# Aim 1:
Answer these questions from the LSD Seminar page, one line each, marked (a) and (b) as shown:
(a) Who organizes the seminar?
(b) Which course should participating UCSC students register for?
# Aim 2:
Summarize the LSD Seminar page in two sentences.
# Aim 3:
Extend the LSD Seminar page from the point where it ends.

# Extracted text:
- - -
Time: Fridays, noon - 1:05pm (PT)
Location: The Internet / The LSD Lab (Engineering 2, Room 398)
Organizers: Lindsey Kuper and Tyler Sorensen
The Languages, Systems, and Data Seminar meets weekly to discuss interesting topics in the areas of programming languages, systems, databases, formal methods, security, software engineering, verification, architecture, and beyond. Our goal is to encourage interactions and discussions between students, researchers, and faculty with interests in these areas. The seminar is open to everyone interested. Participating UCSC students should register for the 2-credit course CSE 280O (let the organizers know if you’re an undergrad and need a permission code).
For fall 2023, we will continue to host the LSD Seminar in a hybrid fashion. Anyone can attend on Zoom, and local folks can gather in person in the lab. Speakers can join either in person or on Zoom, whichever is convenient.
- - -
# Dataset excerpt:

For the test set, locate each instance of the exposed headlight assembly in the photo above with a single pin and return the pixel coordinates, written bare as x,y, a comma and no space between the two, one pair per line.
- - -
# Task output 1:
(a) Lindsey Kuper and Tyler Sorensen.
(b) The 2-credit course CSE 280O.

# Task output 2:
The Languages, Systems, and Data Seminar, organized by Lindsey Kuper and Tyler Sorensen, meets weekly on Fridays from noon to 1:05pm (PT) to discuss topics such as programming languages, systems, databases, and security, and it is open to everyone interested. In fall 2023 it runs in a hybrid fashion: anyone can attend on Zoom, local folks can gather in the lab, and speakers can join in person or on Zoom.

# Task output 3:
|Towards fine-grained compartmentalization of operating system kernels
|Compositional & Scalable Programming in Granite
|Advancing Property-Based Testing in Theory and Practice
|VyZX: Formal Verification of a Graphical Language
|Multiparty Session Type Projection and Subtyping with Automata
|GrayC: Greybox Fuzzing of Compilers and Analysers for C
|Suha S. Hussain
|MLFiles: Using Input-Handling Bugs to Inject Backdoors Into Machine Learning Pipelines
|Systems security in practice: threat modelling at Trail of Bits
|TULIP🌷 : Transcompilation Undergoes LLVM-IR for Interactive Parallelization
Speaker: Vikram Narayanan
Title: Towards fine-grained compartmentalization of operating system kernels
Abstract: Commodity operating systems execute core kernel subsystems in a single address space along with hundreds of dynamically loaded extensions and device drivers. Lack of isolation within the kernel implies that a vulnerability in any of the kernel subsystems or device drivers opens a way to mount a successful attack on the entire kernel. Historically, isolation within the kernel remained prohibitive due to the high cost of hardware isolation primitives. Recent CPUs, however, bring a new set of mechanisms. Extended page-table (EPT) switching with VM functions and memory protection keys (MPKs) provide memory isolation and invocations across boundaries of protection domains with overheads comparable to system calls.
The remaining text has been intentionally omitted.